GECITEERDE TEKST:
::::
Verwarmen en verlichten in de negentiende eeuw
OverzichtMet het vallen van de avond doen we het licht aan. Wordt het kouder dan zetten we de thermostaat wat hoger. Gewoon, alledaags comfort. In de negentiende eeuw was dit echter niet zo vanzelfsprekend. Meindert Stokroos neemt ons mee langs ontwikkelingen die het leven een stuk aangenamer hebben genaakt. Een kennismaking met de installatietechniek, rijk geïllustreerd met talloze voorbeelden van verwarmings- en verlichtingssystemen.
De eerste stappen op het pad van de installatietechniek werden met vallen en opstaan gezet. Het gebruik van kaarsen en natuurlijke oliën maakte in negentiende eeuw langzaam plaats voor lichtgas petroleum. Tenslotte deed aan het eind van die eeuw de elektriciteit haar intrede in het dagelijks leven, althans voor de gegoede burgerij. Geen omslachtig dagelijks onderhoud van de petroleumlamp meer, maar licht met een eenvoudige druk op nop.
::::
AANGELEVERD MATERIAAL:
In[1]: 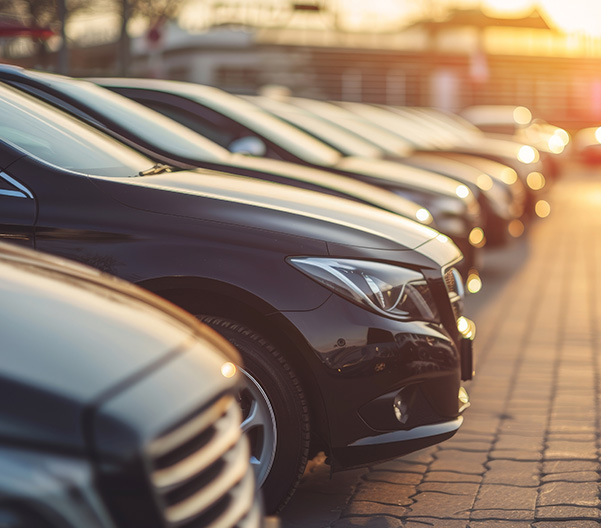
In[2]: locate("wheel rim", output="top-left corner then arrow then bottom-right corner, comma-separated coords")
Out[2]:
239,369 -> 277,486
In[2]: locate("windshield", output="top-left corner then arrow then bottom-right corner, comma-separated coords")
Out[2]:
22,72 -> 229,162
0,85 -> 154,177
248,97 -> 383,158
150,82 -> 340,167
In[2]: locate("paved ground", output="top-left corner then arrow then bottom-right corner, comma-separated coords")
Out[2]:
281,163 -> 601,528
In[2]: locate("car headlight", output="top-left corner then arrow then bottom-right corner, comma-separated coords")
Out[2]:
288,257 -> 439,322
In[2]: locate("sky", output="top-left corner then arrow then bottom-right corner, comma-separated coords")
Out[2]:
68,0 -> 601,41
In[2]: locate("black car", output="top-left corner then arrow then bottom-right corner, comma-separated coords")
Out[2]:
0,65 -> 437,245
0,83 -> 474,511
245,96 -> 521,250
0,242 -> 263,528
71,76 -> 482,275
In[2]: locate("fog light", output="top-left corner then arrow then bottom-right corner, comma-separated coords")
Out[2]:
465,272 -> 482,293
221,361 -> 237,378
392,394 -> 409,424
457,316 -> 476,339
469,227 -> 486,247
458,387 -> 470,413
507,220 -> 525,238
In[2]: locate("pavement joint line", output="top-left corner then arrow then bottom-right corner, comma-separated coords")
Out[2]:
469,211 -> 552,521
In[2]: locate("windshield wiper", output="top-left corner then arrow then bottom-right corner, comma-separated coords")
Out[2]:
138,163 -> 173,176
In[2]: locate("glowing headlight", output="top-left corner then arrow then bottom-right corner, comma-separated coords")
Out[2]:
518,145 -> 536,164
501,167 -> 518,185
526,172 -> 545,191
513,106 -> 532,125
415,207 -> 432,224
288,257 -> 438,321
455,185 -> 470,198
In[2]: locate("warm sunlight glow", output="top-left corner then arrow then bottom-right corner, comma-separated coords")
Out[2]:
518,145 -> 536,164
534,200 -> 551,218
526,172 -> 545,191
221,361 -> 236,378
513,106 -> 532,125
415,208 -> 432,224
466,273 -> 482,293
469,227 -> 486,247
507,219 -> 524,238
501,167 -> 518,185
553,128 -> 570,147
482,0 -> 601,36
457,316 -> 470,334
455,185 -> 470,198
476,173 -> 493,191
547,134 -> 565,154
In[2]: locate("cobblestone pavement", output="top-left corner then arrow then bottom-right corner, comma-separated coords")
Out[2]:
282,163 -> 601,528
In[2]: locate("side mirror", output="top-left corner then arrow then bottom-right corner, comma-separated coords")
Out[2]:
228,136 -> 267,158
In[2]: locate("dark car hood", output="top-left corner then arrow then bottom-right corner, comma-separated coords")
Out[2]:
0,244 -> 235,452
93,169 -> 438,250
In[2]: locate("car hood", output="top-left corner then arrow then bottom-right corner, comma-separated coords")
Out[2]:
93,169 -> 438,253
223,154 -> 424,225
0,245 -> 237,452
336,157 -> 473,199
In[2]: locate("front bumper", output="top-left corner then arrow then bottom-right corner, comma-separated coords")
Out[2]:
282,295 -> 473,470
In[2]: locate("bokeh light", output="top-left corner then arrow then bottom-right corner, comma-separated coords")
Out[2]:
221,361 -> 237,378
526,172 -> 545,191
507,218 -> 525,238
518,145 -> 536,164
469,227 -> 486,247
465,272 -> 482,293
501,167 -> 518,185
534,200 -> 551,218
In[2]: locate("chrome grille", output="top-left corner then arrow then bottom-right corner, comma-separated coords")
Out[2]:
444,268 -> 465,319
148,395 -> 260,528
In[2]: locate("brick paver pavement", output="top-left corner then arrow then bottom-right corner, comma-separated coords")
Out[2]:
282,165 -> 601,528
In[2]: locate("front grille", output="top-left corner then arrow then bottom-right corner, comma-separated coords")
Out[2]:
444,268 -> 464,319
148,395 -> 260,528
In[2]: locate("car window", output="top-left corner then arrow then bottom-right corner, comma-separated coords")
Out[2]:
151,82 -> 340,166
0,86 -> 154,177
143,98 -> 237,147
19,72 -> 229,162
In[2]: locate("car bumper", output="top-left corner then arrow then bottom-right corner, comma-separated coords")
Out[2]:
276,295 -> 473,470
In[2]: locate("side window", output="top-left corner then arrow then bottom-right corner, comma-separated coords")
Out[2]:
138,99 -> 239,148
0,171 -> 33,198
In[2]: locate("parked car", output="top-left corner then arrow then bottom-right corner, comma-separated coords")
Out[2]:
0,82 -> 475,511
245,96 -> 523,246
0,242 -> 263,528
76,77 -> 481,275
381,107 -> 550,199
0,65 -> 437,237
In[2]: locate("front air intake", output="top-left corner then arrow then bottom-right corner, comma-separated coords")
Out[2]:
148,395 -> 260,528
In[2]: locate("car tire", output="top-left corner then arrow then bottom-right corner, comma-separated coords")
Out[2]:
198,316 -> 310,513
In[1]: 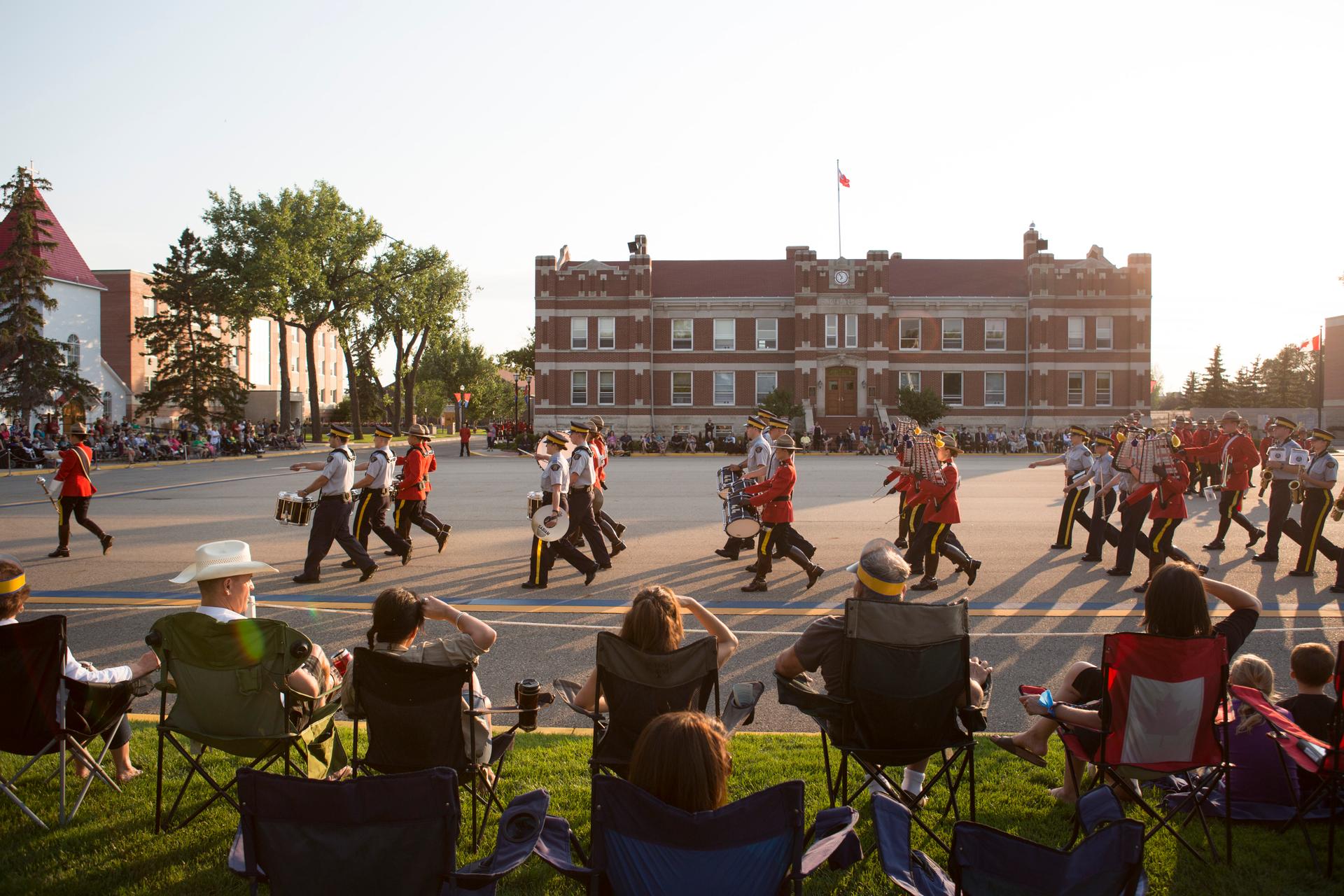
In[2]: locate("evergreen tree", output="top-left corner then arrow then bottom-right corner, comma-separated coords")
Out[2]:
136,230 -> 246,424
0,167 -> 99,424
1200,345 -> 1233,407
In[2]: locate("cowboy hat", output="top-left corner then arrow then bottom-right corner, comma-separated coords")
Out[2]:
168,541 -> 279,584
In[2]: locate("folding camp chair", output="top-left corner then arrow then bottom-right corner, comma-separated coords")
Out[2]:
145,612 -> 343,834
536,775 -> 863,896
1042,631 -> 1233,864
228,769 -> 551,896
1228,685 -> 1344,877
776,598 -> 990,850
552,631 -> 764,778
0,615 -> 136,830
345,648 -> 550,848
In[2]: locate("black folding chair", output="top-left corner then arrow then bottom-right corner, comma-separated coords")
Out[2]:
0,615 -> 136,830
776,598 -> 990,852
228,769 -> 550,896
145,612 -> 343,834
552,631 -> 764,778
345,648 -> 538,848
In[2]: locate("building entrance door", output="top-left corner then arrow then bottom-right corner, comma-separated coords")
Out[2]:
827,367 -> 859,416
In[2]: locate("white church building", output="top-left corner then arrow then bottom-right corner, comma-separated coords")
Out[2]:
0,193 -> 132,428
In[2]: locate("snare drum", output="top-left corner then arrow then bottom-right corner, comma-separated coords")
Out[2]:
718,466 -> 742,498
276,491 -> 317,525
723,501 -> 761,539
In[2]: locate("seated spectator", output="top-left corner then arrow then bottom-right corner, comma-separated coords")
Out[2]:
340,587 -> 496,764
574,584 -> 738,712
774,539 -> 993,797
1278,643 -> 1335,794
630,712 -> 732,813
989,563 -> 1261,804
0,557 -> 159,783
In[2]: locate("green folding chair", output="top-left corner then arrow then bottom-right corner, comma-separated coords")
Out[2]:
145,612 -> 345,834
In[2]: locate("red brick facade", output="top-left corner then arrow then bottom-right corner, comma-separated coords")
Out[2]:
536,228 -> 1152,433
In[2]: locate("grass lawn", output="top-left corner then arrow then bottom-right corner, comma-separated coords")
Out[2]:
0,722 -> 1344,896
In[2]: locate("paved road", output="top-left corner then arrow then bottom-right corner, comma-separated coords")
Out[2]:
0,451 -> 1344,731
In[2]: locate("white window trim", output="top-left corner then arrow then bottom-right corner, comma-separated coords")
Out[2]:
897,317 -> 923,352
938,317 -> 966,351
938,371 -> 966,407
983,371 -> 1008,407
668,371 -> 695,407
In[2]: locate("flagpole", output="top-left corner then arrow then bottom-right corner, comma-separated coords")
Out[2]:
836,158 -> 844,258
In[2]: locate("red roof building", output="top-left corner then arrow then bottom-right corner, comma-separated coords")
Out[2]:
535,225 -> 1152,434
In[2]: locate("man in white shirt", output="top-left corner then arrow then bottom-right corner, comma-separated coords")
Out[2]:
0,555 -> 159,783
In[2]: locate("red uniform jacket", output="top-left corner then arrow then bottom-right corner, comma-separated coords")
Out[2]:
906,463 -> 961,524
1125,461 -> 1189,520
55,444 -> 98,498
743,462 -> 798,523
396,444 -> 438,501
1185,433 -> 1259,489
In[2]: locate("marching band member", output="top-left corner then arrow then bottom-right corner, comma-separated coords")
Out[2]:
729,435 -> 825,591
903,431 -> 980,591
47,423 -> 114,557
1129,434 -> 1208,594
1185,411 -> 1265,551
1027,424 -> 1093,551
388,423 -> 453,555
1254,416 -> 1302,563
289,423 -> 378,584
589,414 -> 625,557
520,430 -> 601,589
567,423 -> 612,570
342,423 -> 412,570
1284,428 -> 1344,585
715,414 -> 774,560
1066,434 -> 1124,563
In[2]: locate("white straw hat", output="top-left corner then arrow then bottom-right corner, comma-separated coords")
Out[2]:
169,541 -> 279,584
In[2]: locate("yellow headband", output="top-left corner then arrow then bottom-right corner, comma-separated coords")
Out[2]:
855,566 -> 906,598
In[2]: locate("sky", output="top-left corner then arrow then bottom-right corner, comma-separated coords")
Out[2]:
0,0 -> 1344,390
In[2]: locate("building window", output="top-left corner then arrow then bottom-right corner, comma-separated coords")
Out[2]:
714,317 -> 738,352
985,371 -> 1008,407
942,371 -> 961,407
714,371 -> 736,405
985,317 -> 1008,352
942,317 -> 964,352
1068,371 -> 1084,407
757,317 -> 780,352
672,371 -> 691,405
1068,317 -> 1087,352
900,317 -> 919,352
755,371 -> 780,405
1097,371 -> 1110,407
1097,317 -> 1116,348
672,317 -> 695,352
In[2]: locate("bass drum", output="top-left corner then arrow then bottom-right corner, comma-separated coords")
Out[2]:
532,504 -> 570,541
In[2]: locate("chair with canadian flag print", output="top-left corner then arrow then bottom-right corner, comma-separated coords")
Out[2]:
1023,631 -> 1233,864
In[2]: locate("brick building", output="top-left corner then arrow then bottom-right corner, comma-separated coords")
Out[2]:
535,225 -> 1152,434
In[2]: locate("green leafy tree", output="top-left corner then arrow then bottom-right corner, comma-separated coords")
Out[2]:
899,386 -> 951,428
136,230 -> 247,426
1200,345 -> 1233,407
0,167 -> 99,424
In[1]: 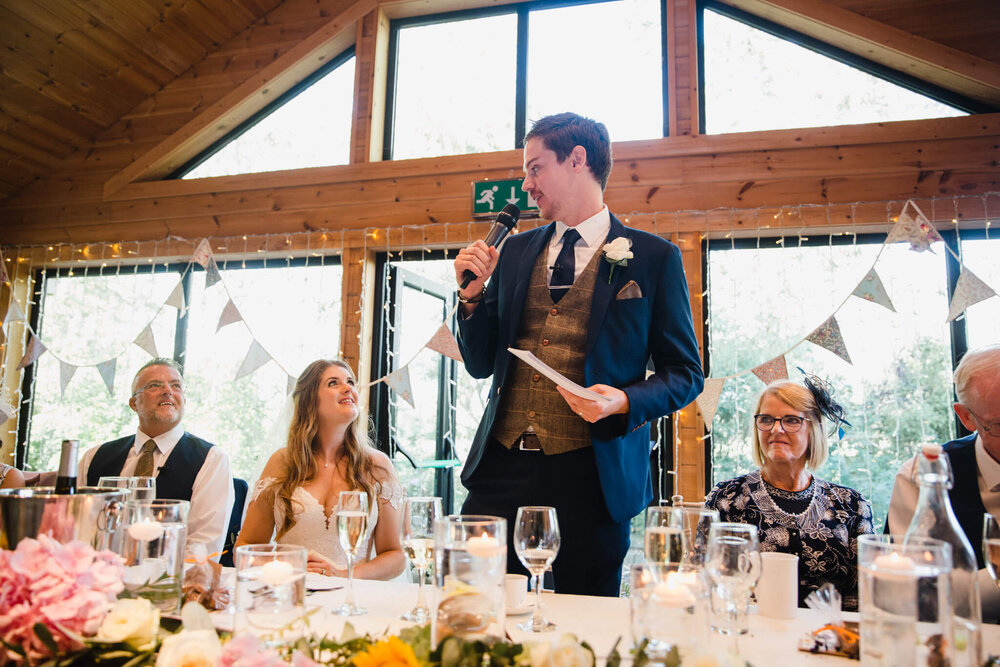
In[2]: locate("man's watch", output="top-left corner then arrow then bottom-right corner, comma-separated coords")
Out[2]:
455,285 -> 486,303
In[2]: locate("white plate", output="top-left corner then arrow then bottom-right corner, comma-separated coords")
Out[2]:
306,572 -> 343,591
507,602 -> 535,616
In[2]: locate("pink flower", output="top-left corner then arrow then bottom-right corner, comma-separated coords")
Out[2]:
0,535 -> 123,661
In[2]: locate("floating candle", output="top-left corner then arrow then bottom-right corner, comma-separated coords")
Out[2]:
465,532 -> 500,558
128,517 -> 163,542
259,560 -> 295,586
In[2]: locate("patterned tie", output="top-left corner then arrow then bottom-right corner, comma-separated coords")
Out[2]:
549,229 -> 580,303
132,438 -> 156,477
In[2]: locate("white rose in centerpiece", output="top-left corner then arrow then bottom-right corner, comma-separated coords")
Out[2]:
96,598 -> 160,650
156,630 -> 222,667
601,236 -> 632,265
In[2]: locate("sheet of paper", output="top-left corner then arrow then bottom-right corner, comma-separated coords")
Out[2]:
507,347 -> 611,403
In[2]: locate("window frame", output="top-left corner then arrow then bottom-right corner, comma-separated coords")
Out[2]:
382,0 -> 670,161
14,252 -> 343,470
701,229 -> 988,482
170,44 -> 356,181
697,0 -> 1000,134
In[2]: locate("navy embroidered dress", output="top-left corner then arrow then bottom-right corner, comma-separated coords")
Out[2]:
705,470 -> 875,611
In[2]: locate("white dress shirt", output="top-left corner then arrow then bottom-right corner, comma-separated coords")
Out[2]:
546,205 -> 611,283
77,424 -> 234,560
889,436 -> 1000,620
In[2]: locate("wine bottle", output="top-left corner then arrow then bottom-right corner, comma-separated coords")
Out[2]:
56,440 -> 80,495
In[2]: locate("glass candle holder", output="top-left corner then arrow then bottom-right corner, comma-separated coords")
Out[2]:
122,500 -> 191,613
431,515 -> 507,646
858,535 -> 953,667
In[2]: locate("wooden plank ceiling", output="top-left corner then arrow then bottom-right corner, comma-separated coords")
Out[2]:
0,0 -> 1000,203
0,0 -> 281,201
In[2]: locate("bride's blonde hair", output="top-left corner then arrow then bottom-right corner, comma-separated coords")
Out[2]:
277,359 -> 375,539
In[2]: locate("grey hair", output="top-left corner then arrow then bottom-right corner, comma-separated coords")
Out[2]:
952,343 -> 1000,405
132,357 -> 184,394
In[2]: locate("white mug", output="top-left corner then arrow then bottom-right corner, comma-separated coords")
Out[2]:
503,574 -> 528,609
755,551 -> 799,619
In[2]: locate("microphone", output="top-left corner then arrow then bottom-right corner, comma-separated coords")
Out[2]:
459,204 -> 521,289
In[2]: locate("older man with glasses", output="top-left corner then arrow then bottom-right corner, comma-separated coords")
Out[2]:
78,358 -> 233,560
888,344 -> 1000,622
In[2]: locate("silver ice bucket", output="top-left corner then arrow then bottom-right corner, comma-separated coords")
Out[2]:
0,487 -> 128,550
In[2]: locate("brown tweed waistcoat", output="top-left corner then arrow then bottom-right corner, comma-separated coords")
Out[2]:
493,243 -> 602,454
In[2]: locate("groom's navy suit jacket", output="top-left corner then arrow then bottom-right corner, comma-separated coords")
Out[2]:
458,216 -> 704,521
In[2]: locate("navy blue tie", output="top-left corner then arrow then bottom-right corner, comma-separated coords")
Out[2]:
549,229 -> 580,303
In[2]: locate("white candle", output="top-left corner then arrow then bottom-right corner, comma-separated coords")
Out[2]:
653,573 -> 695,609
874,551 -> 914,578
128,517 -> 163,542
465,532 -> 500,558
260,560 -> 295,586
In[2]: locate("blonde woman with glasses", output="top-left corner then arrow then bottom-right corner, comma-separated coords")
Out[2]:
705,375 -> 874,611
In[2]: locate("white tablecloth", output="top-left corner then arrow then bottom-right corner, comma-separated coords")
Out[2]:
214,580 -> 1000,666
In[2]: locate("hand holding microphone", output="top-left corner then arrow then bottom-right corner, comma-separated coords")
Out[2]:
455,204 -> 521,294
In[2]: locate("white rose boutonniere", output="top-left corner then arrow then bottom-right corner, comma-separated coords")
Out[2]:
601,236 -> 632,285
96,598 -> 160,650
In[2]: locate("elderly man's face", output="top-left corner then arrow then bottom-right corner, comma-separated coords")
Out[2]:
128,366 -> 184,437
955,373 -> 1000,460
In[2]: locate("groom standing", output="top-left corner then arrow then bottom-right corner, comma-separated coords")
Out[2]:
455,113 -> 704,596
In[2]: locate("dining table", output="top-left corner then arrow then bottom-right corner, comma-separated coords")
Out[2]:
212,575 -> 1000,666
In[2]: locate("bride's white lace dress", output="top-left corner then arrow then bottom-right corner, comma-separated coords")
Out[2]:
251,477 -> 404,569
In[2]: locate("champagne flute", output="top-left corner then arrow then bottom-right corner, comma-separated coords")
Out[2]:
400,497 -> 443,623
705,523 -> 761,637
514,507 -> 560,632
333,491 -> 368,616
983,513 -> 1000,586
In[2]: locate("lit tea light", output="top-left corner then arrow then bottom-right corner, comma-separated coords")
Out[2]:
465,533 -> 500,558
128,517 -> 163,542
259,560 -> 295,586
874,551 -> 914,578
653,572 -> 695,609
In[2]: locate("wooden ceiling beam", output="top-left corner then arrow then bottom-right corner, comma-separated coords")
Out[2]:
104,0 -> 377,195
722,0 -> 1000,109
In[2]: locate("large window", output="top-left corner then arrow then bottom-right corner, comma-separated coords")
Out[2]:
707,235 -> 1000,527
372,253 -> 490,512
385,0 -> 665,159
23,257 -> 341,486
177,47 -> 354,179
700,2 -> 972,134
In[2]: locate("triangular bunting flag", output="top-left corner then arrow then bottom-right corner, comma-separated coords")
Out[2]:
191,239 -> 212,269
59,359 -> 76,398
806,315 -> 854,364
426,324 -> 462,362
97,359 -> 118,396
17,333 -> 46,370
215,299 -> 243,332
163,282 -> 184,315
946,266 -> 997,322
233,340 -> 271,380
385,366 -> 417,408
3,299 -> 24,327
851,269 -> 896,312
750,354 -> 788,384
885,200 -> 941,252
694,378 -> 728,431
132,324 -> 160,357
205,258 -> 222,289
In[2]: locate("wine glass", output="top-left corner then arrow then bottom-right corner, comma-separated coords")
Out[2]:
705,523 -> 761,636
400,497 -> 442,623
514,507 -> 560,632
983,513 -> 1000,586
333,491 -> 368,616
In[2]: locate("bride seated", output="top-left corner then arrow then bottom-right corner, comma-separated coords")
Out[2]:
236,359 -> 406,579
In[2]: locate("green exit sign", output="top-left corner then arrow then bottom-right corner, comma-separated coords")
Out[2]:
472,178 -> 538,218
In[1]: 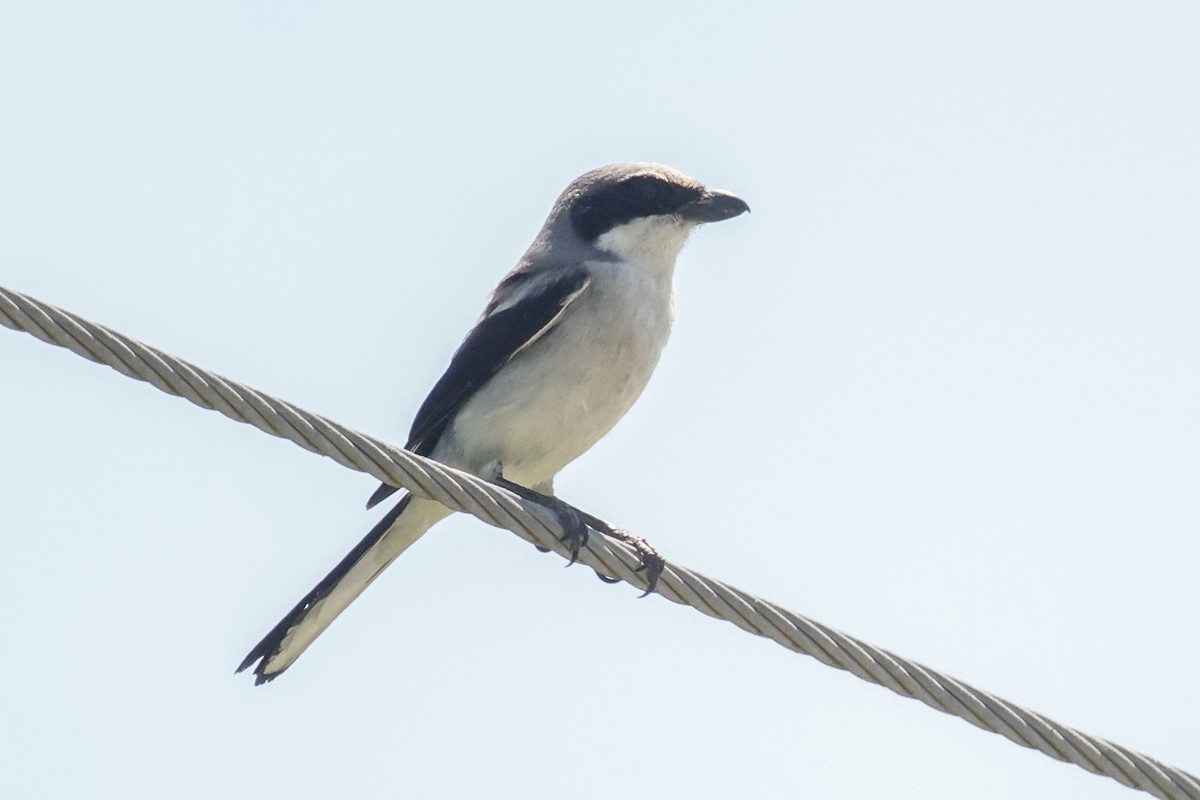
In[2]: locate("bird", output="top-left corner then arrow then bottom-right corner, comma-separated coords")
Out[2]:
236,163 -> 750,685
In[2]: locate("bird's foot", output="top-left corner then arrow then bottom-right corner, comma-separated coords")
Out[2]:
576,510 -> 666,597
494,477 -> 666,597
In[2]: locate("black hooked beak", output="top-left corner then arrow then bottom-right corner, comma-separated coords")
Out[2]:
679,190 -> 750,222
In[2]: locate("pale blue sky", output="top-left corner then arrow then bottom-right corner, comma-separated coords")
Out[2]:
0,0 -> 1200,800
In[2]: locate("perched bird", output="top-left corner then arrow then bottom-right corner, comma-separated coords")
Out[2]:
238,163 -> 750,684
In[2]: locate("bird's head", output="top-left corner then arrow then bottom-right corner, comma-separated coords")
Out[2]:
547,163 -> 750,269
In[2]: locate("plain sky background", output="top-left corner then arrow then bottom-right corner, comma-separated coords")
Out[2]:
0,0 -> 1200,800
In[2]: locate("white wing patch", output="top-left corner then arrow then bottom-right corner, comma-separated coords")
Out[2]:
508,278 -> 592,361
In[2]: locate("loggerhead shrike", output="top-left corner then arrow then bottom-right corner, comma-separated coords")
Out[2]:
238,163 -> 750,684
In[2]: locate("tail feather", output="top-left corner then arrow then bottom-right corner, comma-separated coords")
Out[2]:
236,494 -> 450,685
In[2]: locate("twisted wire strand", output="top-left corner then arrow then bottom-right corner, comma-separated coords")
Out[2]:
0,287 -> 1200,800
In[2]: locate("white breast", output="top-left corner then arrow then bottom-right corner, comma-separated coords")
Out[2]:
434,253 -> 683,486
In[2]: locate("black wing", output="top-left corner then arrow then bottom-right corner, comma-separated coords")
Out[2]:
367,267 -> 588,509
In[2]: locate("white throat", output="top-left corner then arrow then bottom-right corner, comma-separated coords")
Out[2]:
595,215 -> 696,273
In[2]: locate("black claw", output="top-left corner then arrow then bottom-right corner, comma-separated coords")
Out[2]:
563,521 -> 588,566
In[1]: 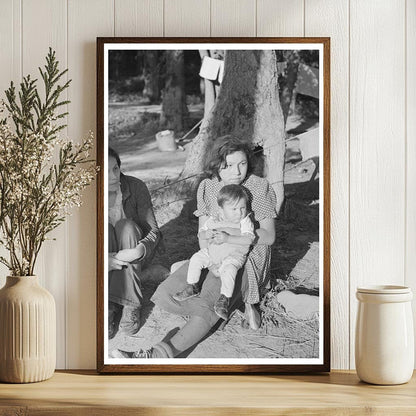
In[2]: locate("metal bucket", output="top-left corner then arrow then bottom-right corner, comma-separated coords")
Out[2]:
::::
WAT JE DOET:
[a] Voor wie deed de elektriciteit volgens de tekst over verwarmen en verlichten aan het eind van de negentiende eeuw haar intrede in het dagelijks leven?
[b] Vat in de tekst over verwarmen en verlichten de alinea die begint met "Met het vallen van de avond" beknopter samen, zonder de belangrijkste feiten weg te laten.
[c] Schrijf de tekst over verwarmen en verlichten in de negentiende eeuw verder vanaf de laatste zin.
Het materiaal heb je hier niet nodig.

ANTWOORDEN PER OPDRACHT:
[a] Voor de gegoede burgerij.

[b] Licht aandoen als het donker wordt en de thermostaat hoger zetten als het kouder wordt, is voor ons alledaags comfort. In de negentiende eeuw was dat niet vanzelfsprekend. Meindert Stokroos beschrijft de ontwikkelingen die het leven aangenamer maakten. Het is een rijk geïllustreerde kennismaking met de installatietechniek, met talloze voorbeelden van verwarmings- en verlichtingssystemen.

[c]
Ook de eerste schreden op het gebied van centrale warming werden voorzichtig gezet. Van potkacheltjes en strijkkachels gestookt op hout of kolen ging het richting verwarmingssystemen met warm water. Om uiteindelijk uit te komen bij de comfortabele verwarming zoals we die nu kennen. Geen ijsbloemen meer op de ruiten omdat de kachel het af laat weten, geen roetende olielamp...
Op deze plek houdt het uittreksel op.